Please copy out the data below word for word, leaving out the pictures.
------
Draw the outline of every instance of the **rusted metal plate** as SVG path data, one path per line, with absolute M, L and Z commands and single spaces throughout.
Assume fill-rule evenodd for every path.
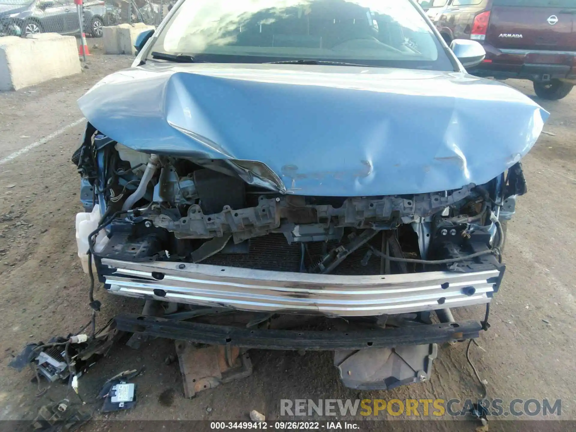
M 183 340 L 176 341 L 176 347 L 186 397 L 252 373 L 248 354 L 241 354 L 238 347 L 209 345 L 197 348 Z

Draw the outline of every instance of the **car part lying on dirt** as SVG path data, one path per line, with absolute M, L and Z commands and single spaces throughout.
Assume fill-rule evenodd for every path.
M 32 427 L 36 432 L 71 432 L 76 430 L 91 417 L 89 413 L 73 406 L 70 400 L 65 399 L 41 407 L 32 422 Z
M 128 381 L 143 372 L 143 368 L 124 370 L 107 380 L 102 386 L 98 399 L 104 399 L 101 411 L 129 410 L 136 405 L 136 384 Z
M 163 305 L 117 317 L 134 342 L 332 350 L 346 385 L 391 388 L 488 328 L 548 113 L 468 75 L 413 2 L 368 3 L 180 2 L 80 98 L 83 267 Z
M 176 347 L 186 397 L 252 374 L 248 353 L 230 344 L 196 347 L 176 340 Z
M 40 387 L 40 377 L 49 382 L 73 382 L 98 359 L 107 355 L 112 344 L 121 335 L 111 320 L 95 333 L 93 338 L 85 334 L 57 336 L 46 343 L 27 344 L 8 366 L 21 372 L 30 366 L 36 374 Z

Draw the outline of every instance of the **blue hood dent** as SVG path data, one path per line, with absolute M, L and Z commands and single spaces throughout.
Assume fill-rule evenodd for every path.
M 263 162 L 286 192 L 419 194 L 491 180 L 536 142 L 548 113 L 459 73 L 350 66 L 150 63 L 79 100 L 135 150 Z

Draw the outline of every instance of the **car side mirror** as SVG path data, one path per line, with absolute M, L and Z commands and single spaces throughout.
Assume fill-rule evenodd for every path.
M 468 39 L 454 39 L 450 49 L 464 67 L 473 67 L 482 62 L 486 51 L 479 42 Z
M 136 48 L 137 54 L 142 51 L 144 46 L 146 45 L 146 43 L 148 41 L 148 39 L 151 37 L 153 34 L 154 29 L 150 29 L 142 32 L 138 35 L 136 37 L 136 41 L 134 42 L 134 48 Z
------
## Result for this task
Draw the outline of every instance of the **rusted metal plate** as SVG path data, one path per line, with absolute M, L and Z commands and single spaces throughout.
Assume fill-rule evenodd for every path.
M 183 340 L 176 341 L 176 347 L 186 397 L 252 373 L 248 354 L 241 354 L 238 347 L 209 345 L 197 348 Z

Draw the outline of every instance of the **car part lying on dirt** as SVG path data, one path per line, with absolute M, L and Z commands and single spaces throughout.
Assume fill-rule evenodd for every path.
M 32 427 L 36 432 L 71 432 L 76 430 L 91 417 L 89 413 L 73 406 L 70 400 L 65 399 L 41 407 L 32 422 Z
M 128 381 L 143 372 L 143 368 L 124 370 L 107 380 L 102 386 L 98 399 L 104 399 L 101 411 L 129 410 L 136 405 L 136 384 Z
M 163 305 L 117 317 L 134 342 L 332 350 L 346 385 L 391 388 L 488 328 L 548 113 L 468 75 L 413 2 L 368 3 L 180 2 L 80 98 L 83 267 Z
M 176 347 L 186 397 L 252 374 L 248 353 L 230 344 L 196 347 L 176 340 Z
M 40 387 L 40 377 L 49 382 L 73 382 L 98 359 L 107 355 L 112 344 L 121 335 L 111 320 L 95 333 L 93 338 L 85 334 L 57 336 L 46 343 L 27 344 L 8 366 L 21 372 L 30 366 L 36 374 Z

Draw the outline of every instance of the **blue hood dent** as SVG path data, one path per line, with absolute M, L and Z commands and single spaces throughout.
Assume fill-rule evenodd for every path.
M 263 162 L 286 192 L 419 194 L 491 180 L 536 142 L 548 113 L 459 73 L 350 66 L 150 63 L 79 100 L 135 150 Z

Draw the outline of every instance of the **car side mirror** as SVG path data, one path per line, with absolute M, L and Z commands and single spaces throughout.
Assume fill-rule evenodd for every path.
M 468 39 L 454 39 L 450 49 L 464 67 L 473 67 L 482 62 L 486 51 L 479 42 Z
M 136 48 L 137 54 L 142 51 L 144 46 L 146 45 L 146 43 L 148 41 L 148 39 L 151 37 L 153 34 L 154 29 L 150 29 L 142 32 L 138 35 L 136 37 L 136 41 L 134 42 L 134 48 Z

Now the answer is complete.